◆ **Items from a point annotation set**
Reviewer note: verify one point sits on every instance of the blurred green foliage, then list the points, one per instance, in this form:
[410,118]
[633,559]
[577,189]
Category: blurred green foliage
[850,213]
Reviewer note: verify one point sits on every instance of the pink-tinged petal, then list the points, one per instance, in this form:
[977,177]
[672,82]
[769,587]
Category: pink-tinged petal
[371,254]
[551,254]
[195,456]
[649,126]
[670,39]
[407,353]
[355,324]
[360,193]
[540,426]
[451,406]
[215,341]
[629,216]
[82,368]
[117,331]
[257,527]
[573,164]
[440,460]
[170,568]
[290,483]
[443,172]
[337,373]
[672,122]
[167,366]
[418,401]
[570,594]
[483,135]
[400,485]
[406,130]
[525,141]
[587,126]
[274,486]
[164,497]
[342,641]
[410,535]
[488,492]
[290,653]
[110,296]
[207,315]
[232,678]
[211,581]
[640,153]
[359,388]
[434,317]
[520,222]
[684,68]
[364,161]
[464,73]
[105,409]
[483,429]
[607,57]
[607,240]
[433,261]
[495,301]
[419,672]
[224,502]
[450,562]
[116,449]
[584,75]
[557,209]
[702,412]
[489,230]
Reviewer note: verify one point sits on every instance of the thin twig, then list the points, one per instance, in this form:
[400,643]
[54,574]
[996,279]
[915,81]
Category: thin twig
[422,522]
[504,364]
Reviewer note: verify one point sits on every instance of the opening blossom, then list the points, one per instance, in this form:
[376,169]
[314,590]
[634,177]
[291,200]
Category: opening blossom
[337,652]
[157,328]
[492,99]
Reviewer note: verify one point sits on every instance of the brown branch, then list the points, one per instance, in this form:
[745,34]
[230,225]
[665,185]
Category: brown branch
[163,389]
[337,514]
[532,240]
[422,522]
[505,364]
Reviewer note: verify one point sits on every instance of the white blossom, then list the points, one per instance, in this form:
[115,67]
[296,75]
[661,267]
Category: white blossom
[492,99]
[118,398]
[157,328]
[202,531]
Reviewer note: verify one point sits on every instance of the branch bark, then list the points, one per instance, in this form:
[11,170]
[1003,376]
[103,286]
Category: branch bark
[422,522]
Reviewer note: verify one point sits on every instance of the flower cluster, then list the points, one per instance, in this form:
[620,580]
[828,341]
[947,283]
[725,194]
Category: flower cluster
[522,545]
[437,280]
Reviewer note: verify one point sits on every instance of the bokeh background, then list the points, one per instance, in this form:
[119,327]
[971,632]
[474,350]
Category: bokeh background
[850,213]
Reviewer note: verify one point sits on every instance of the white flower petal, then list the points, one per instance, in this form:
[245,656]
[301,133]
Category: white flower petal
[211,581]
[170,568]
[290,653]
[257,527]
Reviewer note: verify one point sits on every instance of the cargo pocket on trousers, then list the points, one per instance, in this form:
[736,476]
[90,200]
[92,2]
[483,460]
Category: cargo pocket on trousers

--

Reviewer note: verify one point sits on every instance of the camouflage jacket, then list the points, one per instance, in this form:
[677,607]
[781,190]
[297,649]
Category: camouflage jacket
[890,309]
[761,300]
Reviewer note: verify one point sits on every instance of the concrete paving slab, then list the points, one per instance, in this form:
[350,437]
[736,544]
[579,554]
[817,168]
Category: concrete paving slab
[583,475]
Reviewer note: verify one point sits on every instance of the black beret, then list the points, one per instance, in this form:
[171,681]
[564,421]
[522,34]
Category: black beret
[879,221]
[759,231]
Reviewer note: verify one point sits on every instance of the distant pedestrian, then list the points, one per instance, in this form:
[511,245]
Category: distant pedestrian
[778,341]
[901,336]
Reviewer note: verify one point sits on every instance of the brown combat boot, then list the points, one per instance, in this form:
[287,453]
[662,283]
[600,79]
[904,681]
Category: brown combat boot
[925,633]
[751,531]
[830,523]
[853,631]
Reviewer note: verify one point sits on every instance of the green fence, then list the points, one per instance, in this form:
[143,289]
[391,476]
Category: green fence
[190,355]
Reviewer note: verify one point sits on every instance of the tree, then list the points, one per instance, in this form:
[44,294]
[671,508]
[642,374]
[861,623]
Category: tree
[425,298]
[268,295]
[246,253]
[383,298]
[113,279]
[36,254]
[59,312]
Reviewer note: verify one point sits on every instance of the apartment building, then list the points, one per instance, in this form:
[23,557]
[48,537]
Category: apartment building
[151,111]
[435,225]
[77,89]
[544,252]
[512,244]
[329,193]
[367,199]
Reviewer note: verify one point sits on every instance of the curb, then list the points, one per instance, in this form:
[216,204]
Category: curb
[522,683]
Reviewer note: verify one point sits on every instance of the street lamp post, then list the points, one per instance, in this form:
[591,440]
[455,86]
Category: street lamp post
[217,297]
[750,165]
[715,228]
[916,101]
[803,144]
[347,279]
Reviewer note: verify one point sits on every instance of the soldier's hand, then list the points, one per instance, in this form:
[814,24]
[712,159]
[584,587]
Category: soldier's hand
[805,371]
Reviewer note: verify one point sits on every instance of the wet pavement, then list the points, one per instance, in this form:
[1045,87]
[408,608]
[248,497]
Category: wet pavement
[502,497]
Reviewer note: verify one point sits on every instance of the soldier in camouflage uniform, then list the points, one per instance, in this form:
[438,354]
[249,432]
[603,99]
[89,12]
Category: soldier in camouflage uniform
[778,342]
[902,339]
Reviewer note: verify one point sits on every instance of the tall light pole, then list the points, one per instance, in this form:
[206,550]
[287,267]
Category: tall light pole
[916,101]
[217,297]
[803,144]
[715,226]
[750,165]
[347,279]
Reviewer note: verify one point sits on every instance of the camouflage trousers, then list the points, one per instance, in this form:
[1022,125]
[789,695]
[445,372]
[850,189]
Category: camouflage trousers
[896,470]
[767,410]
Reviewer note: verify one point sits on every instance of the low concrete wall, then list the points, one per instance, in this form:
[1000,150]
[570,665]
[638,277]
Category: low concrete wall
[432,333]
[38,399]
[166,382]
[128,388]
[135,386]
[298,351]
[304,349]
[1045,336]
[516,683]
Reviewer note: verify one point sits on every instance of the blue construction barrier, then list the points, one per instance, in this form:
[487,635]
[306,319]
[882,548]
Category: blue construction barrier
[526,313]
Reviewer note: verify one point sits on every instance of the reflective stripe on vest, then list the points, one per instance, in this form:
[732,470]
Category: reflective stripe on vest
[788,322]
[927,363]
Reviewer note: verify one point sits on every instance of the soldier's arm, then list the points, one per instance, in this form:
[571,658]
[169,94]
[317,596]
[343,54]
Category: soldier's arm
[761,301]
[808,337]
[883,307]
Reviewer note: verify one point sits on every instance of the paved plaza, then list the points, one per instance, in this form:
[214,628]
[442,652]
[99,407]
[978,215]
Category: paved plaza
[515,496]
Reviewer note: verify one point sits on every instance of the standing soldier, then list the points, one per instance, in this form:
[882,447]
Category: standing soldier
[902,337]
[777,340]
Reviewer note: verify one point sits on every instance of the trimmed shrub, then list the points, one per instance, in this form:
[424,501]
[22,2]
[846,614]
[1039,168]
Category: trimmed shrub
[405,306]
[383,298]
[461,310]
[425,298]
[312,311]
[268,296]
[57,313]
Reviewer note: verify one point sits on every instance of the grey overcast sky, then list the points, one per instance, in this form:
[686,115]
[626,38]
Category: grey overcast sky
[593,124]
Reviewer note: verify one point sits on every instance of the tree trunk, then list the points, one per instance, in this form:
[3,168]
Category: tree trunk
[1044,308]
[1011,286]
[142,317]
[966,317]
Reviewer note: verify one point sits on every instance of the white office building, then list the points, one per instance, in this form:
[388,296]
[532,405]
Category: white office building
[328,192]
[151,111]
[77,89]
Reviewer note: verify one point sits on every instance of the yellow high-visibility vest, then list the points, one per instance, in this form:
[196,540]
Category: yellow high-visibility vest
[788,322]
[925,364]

◆ **To be done**
Format the stretch from the line containing "brown branch, then" through the line containing "Category: cargo pocket on trousers" as a JSON list of strings, one string per line, with blank lines left out. Include only the lines in that stretch.

◆ **Reply to the exercise**
[
  "Reviewer note: verify one point sits on every instance of the brown branch, then list the points, one per instance, in this form:",
  "[745,34]",
  "[230,225]",
  "[665,185]",
  "Category: brown branch",
  "[163,389]",
  "[337,514]",
  "[532,240]",
  "[422,522]",
  "[505,364]",
  "Reviewer note: verify one point sits on every instance of the white blossom, then list the points, one per instance, in this form:",
  "[115,67]",
  "[296,75]",
  "[661,267]",
  "Category: white blossom",
  "[492,99]",
  "[118,398]",
  "[157,328]",
  "[202,531]",
  "Reviewer note: verify one point sits on every instance of the branch bark, then list the points, one per instance, in this form:",
  "[11,170]",
  "[1003,376]",
  "[103,286]",
  "Category: branch bark",
  "[422,522]",
  "Reviewer note: verify one point sits on every instance of the flower cluster, then list the points, one per instance, in this form:",
  "[620,580]",
  "[828,341]",
  "[947,283]",
  "[725,194]",
  "Category: flower cluster",
  "[522,545]",
  "[437,280]",
  "Reviewer note: verify one point sits on every instance of the bokeh background, then list the points, one per instance, in this form:",
  "[119,327]",
  "[971,632]",
  "[474,350]",
  "Category: bokeh background",
  "[850,213]",
  "Reviewer note: verify one point sits on every instance of the white flower petal, then list the points, one per instance, in this form:",
  "[245,656]",
  "[301,133]",
  "Category: white flower petal",
  "[211,581]",
  "[170,568]",
  "[290,653]",
  "[257,527]",
  "Reviewer note: verify one point sits on every instance of the cargo pocket on trousers, then list the points, one per instance, in this form:",
  "[736,476]",
  "[90,200]",
  "[92,2]",
  "[483,460]",
  "Category: cargo pocket on trousers"
]